[Collected data entries]
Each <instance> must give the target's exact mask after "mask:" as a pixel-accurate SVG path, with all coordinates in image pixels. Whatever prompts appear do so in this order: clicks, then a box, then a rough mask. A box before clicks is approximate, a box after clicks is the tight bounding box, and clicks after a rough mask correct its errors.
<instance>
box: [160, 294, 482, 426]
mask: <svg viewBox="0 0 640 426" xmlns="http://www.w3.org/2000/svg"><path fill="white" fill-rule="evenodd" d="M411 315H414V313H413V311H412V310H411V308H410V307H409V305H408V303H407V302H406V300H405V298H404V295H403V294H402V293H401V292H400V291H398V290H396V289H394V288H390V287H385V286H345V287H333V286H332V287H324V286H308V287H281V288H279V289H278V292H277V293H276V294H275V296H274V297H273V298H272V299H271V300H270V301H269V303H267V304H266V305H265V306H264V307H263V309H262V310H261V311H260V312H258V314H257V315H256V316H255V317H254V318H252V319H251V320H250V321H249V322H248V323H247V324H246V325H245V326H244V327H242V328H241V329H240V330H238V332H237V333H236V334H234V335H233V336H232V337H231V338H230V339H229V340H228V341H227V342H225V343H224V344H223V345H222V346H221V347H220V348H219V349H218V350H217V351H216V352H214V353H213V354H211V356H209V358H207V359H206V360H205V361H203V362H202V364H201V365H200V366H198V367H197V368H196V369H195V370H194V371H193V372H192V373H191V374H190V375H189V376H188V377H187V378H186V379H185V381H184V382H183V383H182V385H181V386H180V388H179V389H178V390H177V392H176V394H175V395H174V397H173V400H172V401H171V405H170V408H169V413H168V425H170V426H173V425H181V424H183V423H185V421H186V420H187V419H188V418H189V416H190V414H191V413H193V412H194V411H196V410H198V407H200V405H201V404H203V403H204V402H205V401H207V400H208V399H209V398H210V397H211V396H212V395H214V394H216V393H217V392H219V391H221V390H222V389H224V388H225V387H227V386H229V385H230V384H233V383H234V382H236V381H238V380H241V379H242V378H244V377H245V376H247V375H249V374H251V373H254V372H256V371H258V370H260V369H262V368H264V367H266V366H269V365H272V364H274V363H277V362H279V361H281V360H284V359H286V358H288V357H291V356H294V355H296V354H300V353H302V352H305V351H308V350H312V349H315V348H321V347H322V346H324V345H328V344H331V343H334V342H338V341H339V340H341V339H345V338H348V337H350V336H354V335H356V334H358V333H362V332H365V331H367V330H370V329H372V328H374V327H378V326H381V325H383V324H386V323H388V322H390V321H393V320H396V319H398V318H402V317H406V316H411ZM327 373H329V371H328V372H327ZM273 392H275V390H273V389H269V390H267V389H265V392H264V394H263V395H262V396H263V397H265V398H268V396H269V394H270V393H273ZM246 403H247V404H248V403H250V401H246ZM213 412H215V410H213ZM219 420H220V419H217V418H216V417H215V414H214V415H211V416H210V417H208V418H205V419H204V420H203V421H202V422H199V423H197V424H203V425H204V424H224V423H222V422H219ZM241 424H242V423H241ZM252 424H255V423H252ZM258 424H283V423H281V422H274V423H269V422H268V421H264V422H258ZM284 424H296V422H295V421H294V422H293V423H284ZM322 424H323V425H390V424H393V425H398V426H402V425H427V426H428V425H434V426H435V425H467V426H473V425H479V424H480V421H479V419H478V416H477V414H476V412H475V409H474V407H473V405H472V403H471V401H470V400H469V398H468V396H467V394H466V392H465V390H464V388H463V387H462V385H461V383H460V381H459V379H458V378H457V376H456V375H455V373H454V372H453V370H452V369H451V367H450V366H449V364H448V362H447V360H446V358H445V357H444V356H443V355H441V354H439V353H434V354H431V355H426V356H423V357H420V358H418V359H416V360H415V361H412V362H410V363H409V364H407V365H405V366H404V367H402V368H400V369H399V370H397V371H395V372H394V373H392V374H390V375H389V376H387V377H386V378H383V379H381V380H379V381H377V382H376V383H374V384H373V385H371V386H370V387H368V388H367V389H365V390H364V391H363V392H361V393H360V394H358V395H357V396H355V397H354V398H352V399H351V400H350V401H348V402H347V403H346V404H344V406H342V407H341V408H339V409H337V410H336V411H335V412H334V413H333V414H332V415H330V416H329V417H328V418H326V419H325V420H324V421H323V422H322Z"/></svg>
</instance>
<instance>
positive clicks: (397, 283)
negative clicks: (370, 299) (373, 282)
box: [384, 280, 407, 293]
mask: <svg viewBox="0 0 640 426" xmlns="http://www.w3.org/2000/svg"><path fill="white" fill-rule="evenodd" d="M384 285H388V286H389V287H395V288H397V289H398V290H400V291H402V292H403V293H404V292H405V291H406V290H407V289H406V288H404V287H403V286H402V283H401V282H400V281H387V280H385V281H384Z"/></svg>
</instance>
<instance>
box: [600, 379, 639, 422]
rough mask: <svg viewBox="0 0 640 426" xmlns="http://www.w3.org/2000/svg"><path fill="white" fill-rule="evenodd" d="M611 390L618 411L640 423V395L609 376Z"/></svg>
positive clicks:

- [ACTIVITY] When the entries above show the word "clicks" in a line, copy that line out.

- [OUTPUT OF THE EXERCISE]
Each <instance> must give the target's exact mask after "mask:" as a pixel-accurate SVG path, with all coordinates in image pixels. Whatever prompts appear do so in this order: clicks, then a box, then a rough mask. A box before clicks is approximate, a box after clicks is the tight bounding box, and clicks after a rough mask correct its errors.
positive clicks: (397, 283)
negative clicks: (370, 299) (373, 282)
positive clicks:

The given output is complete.